## Text
Money. Ouch. Yep that’s all. Ouch.
I envy those people who can stretch a tenner out for a week and started saving when they were six. But it just isn’t me. I can’t quite manage frugal, because frugal seems so darn dull. But I am now a fully-fledged grown-up and there is just no getting round it: one cannot avoid making sensible financial choices all ones life. So there comes a point when frankly becoming sensible overnight, despite drama, death and all the other things that are sent to try us, is simply not something we can afford to dither about it.
And so Ste and I decided to get sensible.
It wasn’t pretty. There was much argument about what sensible looks like and it turns out we have vastly different opinions about what constitutes essential, but we are mostly on the same page when it comes to how we want our future to look and we are both committed (after a season of dilly-dallying, job loss, moving house and worry) to securing that future for ourselves and our boys.
Six months later we are in a much, much better place. Six months later we are taking money very seriously indeed (beyond the wine bill!) and though it takes more commitment and daily attention to detail than I had visualized. month on month our situation is improving.
We began by learning about money. We read and read and read. (My favorite – Kate Northrup’s Money: A Love Story and Ste’s -Tony Robbin’s Money: Master the Game). Ste took out a subscription to The Investors Chronicle and did a crash course in stocks and shares and is now having a fine old time cautiously dabbling with his pension pot – he even looked into fractional share investing with SoFi so that he could invest in his favorite companies but without committing to an entire share – and I took a long, hard look at the potential of
Because we are grown-ups. And this isn’t about managing our pocket money but about making sure we can eat when we are stoop-backed and wrinkly. Because money is energy and it shouldn’t be the thing standing between us and true contentment.
The other five things we did…
We Became Slaves to YNAB.
I know. You have heard me rave about YNAB before. And that is because it is FABULOUS. I have been using it on and off for a few years now, but never quite with the same commitment that Ste and I are now using it. We check in daily, have created a month’s spending grace (through sheer hard work!), have pots in which to save for everything from a holiday to our wedding, update the app’s on our phone whenever we buy anything at all, and reconcile all bank accounts each and every evening so we don’t miss a thing…
We Agreed to Share Everything (Almost).

## Supplied information

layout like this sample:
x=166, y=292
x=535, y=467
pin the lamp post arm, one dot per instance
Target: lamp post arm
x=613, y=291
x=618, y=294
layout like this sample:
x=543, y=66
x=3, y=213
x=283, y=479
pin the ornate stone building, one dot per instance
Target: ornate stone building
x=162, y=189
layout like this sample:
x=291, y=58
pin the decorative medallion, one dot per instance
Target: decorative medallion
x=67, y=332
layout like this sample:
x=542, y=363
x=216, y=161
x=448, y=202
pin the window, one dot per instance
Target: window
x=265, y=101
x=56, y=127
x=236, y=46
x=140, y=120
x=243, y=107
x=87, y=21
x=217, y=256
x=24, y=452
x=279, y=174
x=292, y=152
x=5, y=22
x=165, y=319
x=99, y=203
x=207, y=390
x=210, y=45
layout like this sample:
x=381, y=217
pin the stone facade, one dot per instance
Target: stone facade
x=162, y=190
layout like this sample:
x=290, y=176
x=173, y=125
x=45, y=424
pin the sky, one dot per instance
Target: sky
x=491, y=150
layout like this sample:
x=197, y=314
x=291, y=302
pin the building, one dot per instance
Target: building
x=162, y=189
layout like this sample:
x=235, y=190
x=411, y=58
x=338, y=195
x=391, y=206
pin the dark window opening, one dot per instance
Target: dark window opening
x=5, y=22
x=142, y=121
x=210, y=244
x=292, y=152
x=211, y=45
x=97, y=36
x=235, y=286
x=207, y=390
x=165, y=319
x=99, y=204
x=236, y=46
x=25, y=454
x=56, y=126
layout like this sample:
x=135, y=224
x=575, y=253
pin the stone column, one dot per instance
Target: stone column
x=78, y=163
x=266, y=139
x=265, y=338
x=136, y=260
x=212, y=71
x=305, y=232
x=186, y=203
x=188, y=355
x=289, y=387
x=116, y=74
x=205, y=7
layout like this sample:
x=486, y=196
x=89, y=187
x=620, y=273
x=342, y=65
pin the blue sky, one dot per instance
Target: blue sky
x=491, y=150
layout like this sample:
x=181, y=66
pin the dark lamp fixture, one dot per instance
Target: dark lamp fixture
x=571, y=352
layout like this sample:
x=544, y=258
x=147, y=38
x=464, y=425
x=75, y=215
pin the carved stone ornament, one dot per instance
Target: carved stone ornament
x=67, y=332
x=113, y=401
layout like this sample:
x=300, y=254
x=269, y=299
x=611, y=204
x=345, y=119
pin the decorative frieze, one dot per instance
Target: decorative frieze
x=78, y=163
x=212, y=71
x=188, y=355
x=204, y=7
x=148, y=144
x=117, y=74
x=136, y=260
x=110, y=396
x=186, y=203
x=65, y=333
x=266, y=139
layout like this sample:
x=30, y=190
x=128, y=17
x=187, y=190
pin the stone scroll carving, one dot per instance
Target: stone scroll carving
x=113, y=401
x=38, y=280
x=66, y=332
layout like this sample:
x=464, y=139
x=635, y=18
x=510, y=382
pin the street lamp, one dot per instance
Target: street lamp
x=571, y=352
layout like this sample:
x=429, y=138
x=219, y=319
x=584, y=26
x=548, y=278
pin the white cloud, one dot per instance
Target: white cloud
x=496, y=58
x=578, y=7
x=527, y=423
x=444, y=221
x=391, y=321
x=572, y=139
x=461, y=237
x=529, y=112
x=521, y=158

## Short problem
Continue the text about a couple becoming sensible with money, beginning after its final heading, "We Agreed to Share Everything (Almost)".

## Reply
This is I’m sure the cause of much debate at the beginning of the financial relationship of every new (middle-aged!) couple. Whether to have joint accounts or maintain our independence. In the end we decided to have a bit of both. Because we like to have our cake and eat it. A joint account was necessary to make YNAB work smoothly and to be able to track exactly what this life of ours costs, but we both saw the necessity to have our own money too. The kind that doesn’t need to be explained, but is also available should it be needed for the greater good.
We Joined The Utility Warehouse.
I wasn’t happy about this at first. I was in fact deeply skeptical about hanging all our hats on the one hatstand, but The Utility Warehouse has simplified EVERYTHING to such a degree that I cannot help but rave about it. Not only have we saved significant money by having phone, broadband, gas and electricity on one bill, we have now added our mobile phone contracts and home insurance to the same bill and the joy of monitoring only ONE BILL is unsurpassed. Not to mention the free light-bulbs throughout the house, the cashback card, the Gourmet Society Card and much more besides.
Sometimes somethings really are so good, they are true.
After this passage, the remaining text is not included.